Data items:
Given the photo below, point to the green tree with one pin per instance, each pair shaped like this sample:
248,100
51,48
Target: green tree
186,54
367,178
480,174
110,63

Brief: Repeat each record in full; every line must match exactly.

Expected output:
Given the photo below, point to the green tree with one pin per instance, each pair shaped like this sample:
248,100
51,48
Target: green tree
186,54
367,178
480,174
110,63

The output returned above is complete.